Written exercise => Carry over everything from the line containing "Task: set a pin on each instance of the little" down to the end of the entries, adding 22 to every coordinate in the answer points. Leave the pictures out.

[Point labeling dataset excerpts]
◇ ◇ ◇ ◇ ◇

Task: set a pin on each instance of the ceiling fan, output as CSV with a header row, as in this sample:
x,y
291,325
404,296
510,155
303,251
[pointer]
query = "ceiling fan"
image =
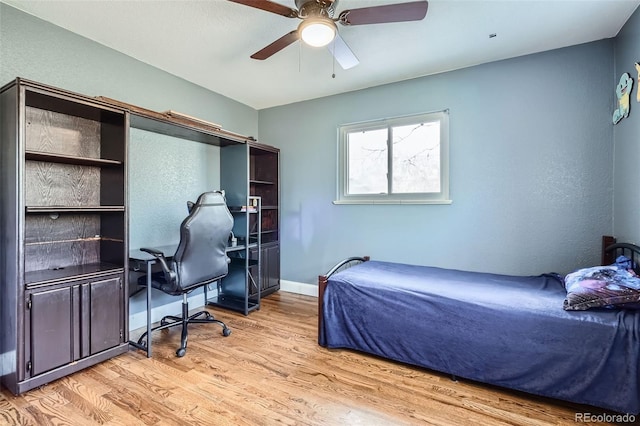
x,y
318,27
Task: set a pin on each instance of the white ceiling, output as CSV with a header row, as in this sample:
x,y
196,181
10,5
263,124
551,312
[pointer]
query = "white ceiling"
x,y
209,42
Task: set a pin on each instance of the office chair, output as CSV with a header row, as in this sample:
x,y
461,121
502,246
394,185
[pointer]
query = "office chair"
x,y
200,259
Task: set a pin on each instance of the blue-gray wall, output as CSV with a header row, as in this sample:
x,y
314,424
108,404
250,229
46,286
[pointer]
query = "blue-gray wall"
x,y
626,222
531,169
532,153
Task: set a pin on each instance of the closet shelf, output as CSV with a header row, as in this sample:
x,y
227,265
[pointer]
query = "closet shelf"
x,y
69,159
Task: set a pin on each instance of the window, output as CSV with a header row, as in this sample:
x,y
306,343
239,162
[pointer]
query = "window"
x,y
402,160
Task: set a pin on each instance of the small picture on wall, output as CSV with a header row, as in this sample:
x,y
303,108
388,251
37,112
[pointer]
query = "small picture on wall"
x,y
623,91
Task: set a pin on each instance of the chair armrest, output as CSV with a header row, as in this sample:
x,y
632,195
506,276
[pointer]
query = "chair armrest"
x,y
152,251
160,256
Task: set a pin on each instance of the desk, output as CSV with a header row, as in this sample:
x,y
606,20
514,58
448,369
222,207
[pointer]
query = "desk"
x,y
138,258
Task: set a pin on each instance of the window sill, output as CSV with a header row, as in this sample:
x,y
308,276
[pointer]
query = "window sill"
x,y
371,202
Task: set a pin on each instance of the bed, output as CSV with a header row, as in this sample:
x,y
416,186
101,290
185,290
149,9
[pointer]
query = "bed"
x,y
509,331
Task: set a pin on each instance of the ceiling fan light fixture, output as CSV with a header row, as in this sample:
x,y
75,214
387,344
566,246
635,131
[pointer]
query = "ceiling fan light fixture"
x,y
317,32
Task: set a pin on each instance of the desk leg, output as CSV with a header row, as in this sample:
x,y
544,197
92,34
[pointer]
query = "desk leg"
x,y
149,265
140,344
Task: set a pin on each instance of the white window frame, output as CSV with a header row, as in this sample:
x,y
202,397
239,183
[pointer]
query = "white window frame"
x,y
442,197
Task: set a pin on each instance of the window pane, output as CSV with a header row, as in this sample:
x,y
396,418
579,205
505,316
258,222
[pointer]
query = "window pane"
x,y
416,158
367,154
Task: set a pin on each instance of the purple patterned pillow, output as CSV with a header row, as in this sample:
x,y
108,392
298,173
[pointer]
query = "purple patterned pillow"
x,y
602,287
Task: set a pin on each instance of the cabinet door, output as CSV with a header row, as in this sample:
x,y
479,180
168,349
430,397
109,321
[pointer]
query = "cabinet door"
x,y
51,332
104,301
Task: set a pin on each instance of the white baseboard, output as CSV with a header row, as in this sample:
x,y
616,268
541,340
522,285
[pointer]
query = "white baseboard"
x,y
299,288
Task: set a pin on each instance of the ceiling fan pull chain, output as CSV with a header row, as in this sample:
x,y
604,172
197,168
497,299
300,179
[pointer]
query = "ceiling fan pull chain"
x,y
333,58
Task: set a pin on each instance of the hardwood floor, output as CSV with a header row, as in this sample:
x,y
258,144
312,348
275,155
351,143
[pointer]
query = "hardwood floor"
x,y
269,371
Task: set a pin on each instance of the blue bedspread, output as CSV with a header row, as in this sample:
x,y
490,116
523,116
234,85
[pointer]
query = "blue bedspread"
x,y
508,331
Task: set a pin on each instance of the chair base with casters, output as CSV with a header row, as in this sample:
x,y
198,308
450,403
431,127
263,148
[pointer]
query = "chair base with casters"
x,y
202,317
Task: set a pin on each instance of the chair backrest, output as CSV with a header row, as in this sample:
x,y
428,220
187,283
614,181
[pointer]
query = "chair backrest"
x,y
201,254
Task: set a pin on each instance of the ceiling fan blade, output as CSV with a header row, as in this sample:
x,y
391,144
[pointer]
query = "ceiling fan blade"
x,y
269,6
343,54
400,12
276,46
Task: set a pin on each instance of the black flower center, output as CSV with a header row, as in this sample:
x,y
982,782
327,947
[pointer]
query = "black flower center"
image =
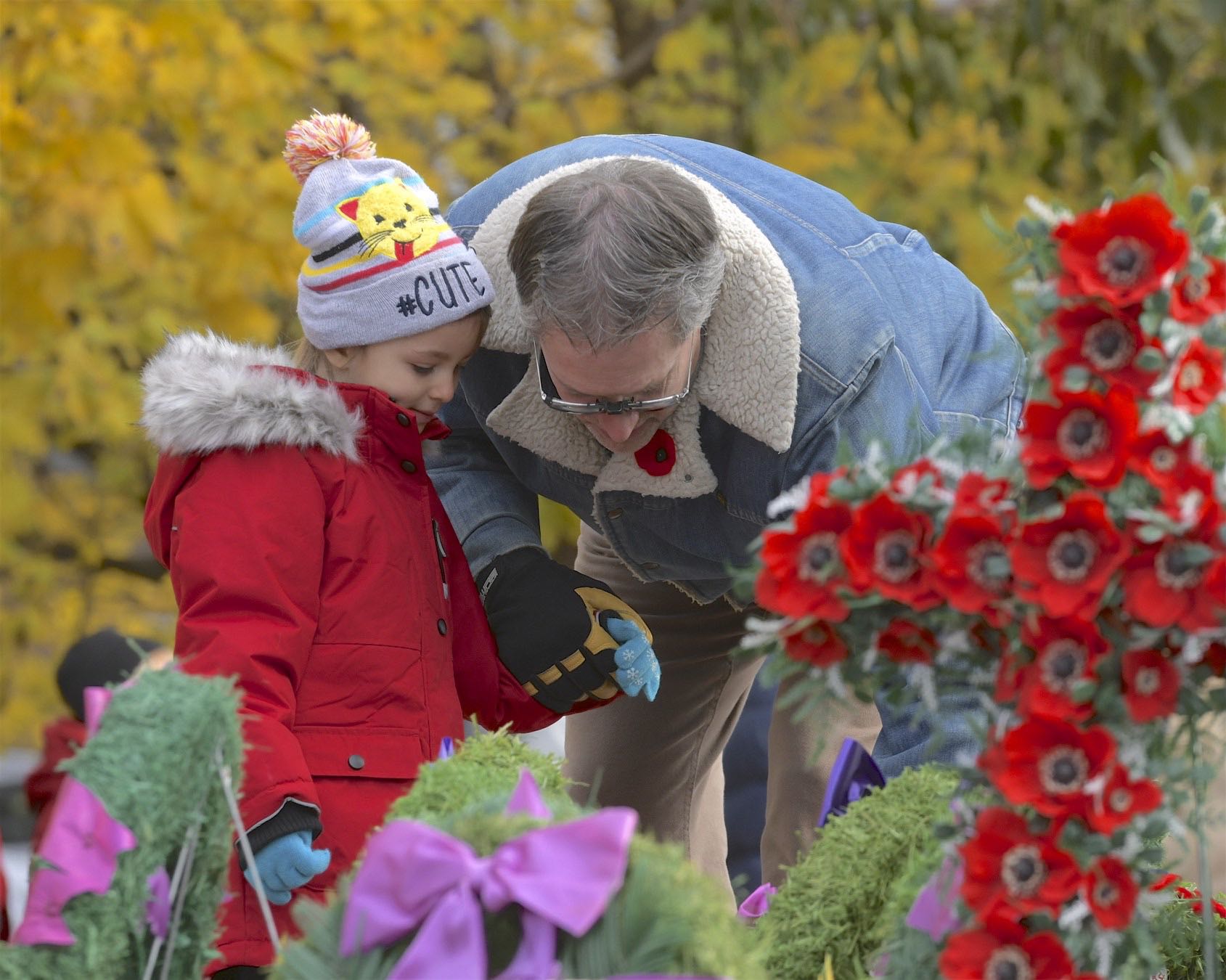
x,y
1148,681
894,556
1164,459
1023,871
1063,769
1008,963
987,563
817,555
1105,893
1108,345
1124,261
1071,556
1174,568
1119,800
1082,434
1061,663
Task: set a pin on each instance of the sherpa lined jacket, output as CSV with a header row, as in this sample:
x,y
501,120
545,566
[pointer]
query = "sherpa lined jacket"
x,y
313,560
831,327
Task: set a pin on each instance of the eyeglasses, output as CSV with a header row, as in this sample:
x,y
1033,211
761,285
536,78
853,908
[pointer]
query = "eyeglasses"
x,y
602,407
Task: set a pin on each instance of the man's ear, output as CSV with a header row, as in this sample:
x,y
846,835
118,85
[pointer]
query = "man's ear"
x,y
340,357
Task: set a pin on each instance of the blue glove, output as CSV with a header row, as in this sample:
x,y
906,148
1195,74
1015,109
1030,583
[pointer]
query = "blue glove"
x,y
286,864
637,665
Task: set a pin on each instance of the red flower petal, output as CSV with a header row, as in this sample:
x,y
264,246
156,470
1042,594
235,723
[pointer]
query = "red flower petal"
x,y
658,455
1111,892
1121,252
1151,685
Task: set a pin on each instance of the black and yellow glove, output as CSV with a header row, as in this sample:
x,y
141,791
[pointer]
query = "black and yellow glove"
x,y
552,628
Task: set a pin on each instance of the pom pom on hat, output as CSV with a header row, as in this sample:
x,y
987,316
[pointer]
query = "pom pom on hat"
x,y
311,142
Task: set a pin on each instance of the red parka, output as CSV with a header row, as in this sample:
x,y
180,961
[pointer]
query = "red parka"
x,y
313,560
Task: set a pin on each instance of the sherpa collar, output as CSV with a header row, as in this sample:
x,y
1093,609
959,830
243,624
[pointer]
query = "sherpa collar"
x,y
204,393
748,373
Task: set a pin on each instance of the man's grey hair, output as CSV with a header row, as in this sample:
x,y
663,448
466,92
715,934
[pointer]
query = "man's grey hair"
x,y
616,250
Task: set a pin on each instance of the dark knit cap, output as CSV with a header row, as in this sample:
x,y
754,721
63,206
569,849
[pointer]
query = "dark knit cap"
x,y
103,658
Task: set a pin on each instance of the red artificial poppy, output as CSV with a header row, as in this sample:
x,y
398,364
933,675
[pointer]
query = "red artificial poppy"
x,y
907,643
1198,377
1013,873
884,552
1105,343
1047,763
801,569
1111,892
1005,952
658,455
1215,658
1151,685
1085,434
1193,301
1166,465
1121,800
970,565
1066,652
977,494
1121,252
1180,581
818,644
1063,565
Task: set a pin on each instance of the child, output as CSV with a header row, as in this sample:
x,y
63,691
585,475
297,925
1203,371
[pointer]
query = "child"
x,y
309,553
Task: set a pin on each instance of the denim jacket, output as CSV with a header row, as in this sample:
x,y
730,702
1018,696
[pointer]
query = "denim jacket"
x,y
830,329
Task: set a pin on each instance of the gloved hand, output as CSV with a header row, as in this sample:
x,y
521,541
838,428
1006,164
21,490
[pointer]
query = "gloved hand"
x,y
286,864
637,665
552,626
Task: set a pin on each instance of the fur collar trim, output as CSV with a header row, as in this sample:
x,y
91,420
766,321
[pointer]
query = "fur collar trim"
x,y
748,377
203,393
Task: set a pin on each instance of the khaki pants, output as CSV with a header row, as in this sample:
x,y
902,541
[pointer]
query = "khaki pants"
x,y
665,757
1181,854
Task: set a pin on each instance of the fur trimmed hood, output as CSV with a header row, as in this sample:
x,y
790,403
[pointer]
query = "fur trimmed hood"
x,y
747,378
204,393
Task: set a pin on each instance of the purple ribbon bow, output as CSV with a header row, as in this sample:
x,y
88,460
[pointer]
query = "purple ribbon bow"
x,y
852,777
414,875
81,845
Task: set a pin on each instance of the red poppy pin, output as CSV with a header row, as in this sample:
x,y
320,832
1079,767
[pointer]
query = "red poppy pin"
x,y
658,455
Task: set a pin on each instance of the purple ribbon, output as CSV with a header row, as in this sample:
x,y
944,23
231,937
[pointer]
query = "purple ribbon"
x,y
83,845
933,912
758,903
854,775
417,876
158,909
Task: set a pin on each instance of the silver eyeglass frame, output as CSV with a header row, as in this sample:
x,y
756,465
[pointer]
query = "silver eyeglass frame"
x,y
603,407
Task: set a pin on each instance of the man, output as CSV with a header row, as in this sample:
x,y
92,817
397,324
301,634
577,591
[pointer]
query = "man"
x,y
681,334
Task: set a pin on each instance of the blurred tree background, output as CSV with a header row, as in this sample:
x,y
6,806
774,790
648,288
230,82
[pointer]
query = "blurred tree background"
x,y
142,187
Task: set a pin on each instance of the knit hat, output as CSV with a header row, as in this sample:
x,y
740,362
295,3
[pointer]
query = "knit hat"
x,y
383,261
103,658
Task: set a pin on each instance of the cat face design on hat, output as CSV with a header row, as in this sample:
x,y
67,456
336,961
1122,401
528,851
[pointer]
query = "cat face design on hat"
x,y
393,221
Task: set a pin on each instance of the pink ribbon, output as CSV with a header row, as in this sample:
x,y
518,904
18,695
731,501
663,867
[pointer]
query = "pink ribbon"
x,y
81,848
414,875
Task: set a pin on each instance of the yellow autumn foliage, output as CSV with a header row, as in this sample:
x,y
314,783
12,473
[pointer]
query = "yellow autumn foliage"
x,y
142,193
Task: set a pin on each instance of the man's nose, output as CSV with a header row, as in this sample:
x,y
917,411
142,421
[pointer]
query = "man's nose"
x,y
617,428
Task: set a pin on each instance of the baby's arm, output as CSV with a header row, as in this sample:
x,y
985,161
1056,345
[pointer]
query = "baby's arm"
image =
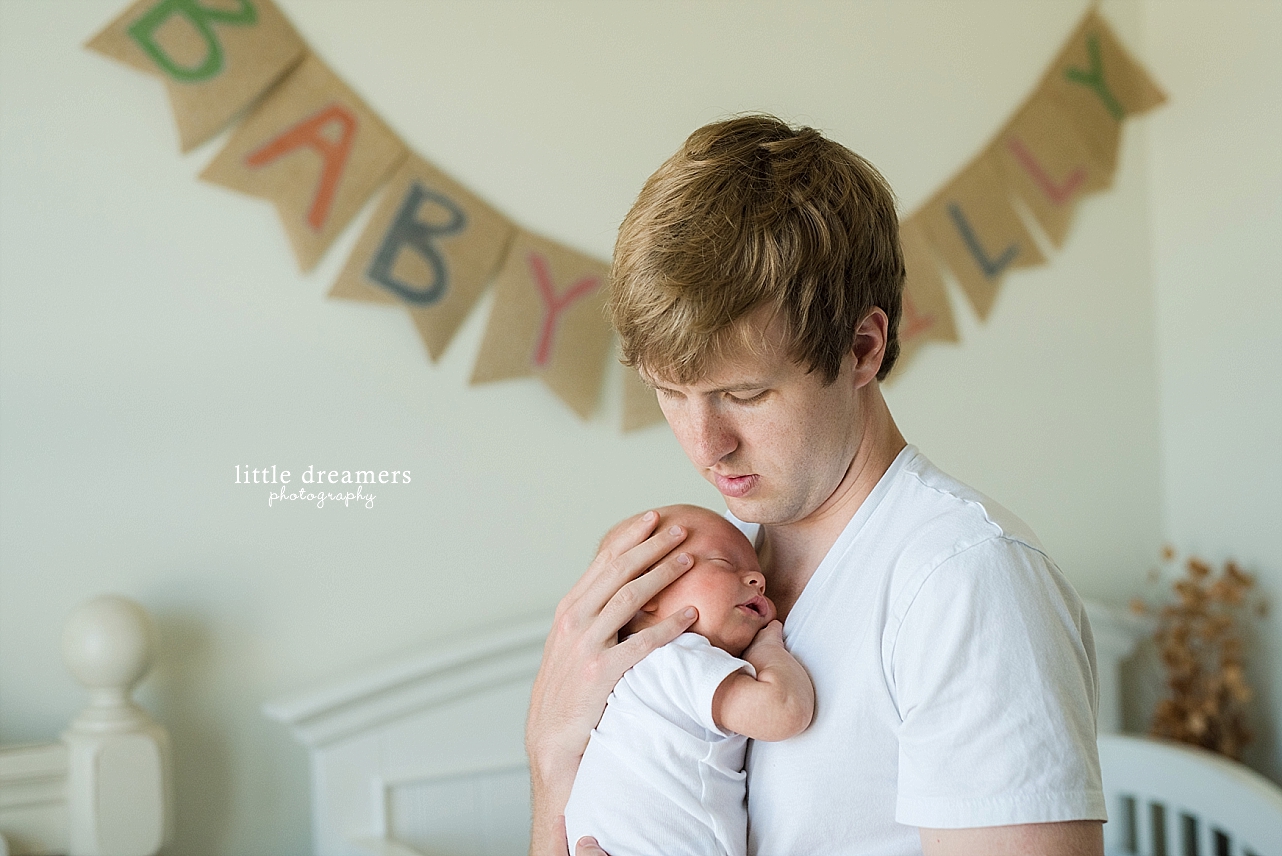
x,y
774,705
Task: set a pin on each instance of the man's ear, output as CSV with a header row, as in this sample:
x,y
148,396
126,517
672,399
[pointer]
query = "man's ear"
x,y
869,345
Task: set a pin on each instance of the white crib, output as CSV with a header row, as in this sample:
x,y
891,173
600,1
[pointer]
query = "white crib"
x,y
1173,800
105,788
423,755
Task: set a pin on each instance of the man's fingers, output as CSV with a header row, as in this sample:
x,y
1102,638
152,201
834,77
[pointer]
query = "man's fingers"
x,y
630,568
633,649
623,537
639,592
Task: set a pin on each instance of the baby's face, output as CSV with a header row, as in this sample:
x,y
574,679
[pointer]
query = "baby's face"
x,y
724,583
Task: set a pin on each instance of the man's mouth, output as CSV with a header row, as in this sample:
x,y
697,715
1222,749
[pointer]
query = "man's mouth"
x,y
735,486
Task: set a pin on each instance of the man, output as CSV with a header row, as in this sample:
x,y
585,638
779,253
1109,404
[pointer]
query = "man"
x,y
757,287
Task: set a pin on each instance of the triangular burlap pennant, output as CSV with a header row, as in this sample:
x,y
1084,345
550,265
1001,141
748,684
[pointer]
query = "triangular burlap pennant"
x,y
1046,164
640,404
927,315
977,233
216,59
316,151
431,246
548,319
1098,83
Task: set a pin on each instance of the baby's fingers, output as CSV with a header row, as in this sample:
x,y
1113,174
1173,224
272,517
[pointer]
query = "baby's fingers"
x,y
589,846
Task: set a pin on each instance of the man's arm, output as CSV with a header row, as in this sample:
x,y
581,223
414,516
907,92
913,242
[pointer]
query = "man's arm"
x,y
774,705
1068,838
583,660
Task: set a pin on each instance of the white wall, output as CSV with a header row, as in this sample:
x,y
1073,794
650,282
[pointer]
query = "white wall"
x,y
1217,219
154,333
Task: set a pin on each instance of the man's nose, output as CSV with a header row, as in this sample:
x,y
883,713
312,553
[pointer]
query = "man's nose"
x,y
708,437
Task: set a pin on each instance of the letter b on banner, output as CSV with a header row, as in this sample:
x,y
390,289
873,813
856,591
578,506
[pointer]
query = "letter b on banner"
x,y
409,232
144,32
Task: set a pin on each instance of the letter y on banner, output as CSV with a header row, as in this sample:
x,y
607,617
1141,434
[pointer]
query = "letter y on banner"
x,y
548,319
214,59
314,150
1098,83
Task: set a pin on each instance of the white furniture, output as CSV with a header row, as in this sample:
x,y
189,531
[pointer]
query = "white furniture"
x,y
1173,800
423,754
105,788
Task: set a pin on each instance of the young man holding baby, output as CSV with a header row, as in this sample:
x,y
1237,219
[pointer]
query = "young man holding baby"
x,y
757,286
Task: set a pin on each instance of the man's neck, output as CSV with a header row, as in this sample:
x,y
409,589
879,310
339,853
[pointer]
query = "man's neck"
x,y
791,552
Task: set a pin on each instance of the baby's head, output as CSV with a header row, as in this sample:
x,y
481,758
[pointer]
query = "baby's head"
x,y
724,583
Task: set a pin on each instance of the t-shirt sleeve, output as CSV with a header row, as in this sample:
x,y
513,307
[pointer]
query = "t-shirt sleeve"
x,y
992,668
690,670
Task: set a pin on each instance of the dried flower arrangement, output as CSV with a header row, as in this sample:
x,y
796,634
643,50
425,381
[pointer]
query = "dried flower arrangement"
x,y
1200,641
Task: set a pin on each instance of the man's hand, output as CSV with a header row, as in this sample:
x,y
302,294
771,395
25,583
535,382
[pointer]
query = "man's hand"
x,y
583,660
1068,838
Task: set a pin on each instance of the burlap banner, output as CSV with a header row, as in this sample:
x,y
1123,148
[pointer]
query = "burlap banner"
x,y
214,62
312,148
316,151
548,321
1048,165
431,246
977,233
1098,83
926,314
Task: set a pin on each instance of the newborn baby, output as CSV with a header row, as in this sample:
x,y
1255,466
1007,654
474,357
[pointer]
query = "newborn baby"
x,y
663,773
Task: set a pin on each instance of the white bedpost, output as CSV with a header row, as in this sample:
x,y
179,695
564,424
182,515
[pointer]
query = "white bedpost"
x,y
118,784
1117,633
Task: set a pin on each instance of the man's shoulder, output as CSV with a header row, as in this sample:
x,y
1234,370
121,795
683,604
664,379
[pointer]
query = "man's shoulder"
x,y
936,506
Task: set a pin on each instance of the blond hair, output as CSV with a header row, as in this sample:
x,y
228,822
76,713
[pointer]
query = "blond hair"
x,y
753,213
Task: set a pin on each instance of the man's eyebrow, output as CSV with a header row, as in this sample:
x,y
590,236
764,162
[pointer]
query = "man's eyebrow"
x,y
728,387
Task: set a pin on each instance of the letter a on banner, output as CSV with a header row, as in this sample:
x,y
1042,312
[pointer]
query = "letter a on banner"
x,y
548,321
316,151
216,59
431,246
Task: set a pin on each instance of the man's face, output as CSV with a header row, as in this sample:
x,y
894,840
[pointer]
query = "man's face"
x,y
774,440
724,583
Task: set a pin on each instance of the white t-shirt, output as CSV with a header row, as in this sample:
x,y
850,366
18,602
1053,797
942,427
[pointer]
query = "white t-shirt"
x,y
658,777
954,677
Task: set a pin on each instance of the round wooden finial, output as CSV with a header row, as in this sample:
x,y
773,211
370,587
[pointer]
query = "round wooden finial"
x,y
107,643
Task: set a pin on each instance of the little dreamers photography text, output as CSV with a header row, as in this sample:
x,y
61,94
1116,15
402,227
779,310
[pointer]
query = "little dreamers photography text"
x,y
314,486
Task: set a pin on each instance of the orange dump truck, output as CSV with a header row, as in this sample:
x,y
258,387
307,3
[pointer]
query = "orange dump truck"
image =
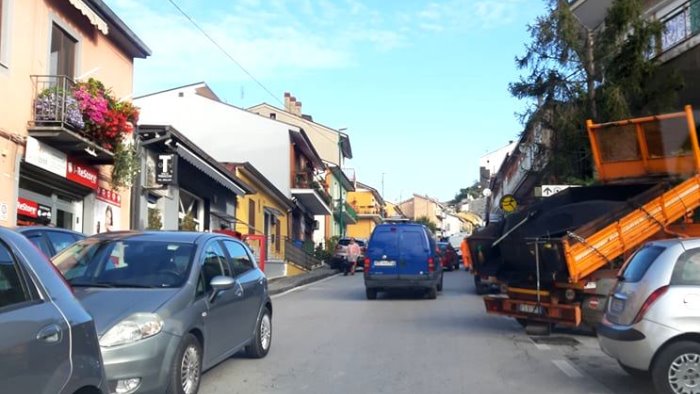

◇ ◇ ◇ ◇ ◇

Solved problem =>
Task: set a pin on each instance of the little dreamers photography text, output as CSV with a header row, as in this sample:
x,y
61,94
1116,15
402,227
779,310
[pointer]
query = "little dreamers photography text"
x,y
336,508
Task: set a pin on each instance of the orange dump truck, output as CSV with a header row, as in this sample:
x,y
258,387
307,3
[pointer]
query = "orange dump truck"
image =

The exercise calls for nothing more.